» **What this task involves**
The expected answer is every line from the material below that has the word "black".

:: Records supplied

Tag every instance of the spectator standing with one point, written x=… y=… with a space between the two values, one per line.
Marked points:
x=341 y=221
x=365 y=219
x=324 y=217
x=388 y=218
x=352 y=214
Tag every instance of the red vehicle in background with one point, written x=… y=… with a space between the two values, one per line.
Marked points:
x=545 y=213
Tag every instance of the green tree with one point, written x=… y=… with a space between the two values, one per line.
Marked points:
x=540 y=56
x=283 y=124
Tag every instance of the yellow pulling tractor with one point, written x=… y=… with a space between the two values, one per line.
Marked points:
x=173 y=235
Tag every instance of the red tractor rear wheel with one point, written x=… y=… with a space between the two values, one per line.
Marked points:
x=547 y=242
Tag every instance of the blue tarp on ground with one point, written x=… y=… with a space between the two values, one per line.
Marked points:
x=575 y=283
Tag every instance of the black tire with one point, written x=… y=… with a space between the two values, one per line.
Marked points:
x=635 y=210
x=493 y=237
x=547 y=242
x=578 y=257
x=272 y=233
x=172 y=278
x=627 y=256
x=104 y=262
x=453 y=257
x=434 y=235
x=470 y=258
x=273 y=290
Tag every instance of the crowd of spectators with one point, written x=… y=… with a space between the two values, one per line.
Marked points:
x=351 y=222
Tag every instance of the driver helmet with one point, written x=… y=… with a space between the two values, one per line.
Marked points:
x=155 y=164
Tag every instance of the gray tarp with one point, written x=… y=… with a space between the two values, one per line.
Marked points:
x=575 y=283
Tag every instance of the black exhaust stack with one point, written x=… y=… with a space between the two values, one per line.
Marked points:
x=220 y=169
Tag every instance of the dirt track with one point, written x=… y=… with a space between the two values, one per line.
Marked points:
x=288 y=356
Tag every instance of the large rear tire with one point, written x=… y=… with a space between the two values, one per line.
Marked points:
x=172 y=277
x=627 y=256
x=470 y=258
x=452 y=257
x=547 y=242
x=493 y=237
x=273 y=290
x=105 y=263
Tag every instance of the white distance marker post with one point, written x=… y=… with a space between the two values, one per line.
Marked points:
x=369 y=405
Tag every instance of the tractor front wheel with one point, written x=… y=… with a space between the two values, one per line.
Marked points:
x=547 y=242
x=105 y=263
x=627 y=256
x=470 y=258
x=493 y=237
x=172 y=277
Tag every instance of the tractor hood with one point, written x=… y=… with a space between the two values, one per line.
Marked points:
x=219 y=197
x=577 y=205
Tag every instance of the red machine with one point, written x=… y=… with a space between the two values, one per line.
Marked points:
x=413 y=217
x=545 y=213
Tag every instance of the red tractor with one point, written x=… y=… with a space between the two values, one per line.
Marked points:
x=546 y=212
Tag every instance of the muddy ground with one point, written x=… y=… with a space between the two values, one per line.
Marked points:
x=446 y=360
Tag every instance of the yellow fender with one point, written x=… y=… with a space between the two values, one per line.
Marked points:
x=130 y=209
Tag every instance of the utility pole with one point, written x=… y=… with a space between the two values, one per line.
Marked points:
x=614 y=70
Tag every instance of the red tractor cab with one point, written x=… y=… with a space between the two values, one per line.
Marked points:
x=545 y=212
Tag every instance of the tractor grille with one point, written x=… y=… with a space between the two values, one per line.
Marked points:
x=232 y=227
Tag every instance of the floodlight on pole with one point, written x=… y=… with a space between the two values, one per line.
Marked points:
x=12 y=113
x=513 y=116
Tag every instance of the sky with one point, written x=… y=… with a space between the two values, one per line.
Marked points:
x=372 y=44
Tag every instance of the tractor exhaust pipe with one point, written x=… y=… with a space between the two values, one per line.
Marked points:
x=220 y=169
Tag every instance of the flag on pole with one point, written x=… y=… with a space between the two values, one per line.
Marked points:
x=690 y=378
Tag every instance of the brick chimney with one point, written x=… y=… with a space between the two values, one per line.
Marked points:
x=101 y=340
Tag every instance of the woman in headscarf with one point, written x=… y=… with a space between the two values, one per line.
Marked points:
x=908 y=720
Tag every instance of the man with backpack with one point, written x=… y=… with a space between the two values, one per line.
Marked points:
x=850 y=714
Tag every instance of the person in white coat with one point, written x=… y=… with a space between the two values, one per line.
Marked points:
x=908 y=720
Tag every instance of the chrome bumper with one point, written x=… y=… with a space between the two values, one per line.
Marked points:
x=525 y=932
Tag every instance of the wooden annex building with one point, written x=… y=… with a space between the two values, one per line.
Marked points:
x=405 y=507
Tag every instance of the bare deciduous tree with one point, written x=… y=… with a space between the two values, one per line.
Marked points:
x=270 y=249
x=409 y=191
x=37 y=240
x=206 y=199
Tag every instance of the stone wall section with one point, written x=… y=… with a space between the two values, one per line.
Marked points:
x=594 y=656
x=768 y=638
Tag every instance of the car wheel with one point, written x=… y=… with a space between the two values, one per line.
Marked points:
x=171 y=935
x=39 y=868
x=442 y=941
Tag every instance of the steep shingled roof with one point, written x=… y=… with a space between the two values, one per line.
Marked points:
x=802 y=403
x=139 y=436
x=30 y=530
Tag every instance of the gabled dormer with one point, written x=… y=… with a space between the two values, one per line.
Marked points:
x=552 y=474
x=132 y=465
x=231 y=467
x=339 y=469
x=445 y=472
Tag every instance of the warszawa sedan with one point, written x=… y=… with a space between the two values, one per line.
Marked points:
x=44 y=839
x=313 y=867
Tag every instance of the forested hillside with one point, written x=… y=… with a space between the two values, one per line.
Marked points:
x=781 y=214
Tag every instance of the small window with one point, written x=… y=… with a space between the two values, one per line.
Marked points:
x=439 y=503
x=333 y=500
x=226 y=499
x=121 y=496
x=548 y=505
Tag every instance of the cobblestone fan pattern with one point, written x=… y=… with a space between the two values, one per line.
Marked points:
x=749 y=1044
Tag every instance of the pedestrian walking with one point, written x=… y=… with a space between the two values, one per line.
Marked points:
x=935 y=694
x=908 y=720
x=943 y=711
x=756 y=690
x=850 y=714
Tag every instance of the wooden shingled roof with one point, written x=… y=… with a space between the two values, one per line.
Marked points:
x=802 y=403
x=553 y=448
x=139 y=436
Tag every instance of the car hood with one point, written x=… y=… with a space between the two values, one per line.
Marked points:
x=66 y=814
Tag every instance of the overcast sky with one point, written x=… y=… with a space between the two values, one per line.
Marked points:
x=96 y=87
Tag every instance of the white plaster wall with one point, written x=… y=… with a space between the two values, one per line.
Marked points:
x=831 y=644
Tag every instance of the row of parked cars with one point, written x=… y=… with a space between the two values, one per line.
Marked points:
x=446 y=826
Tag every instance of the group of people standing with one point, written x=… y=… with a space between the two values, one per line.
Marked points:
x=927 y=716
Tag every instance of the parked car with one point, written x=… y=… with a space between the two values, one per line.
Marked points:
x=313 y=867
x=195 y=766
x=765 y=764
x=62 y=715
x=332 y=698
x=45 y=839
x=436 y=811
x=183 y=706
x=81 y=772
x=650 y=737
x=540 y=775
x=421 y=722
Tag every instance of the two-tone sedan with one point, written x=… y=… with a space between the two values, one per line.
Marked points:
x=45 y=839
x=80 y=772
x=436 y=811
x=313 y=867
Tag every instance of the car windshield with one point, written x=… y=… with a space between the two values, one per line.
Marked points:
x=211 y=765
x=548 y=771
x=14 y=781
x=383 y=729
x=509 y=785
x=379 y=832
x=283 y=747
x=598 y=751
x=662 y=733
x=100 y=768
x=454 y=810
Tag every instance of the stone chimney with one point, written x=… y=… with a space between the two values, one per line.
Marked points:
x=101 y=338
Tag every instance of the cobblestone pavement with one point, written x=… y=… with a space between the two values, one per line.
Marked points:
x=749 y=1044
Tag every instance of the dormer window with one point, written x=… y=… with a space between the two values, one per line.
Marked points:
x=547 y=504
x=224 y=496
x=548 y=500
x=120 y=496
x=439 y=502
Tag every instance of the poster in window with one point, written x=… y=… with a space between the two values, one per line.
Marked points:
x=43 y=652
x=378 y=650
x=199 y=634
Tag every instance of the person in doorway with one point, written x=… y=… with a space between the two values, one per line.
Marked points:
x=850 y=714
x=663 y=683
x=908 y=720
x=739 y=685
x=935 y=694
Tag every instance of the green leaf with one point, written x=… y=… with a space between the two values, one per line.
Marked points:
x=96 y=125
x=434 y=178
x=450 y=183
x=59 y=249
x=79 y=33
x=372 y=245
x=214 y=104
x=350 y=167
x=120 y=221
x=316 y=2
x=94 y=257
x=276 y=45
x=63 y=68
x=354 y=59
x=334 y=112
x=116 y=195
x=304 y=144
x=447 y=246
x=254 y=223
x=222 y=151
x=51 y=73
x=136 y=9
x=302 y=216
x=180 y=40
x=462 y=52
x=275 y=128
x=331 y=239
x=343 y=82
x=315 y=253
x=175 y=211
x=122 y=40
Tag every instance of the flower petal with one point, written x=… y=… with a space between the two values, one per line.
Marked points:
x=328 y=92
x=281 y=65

::::

» **Task output**
Tag every instance of the black tire with one point, written x=… y=… with a space between the two values, one per line.
Tag every instance of the black exhaust stack with one point, written x=… y=… with a space between the two values, one per line.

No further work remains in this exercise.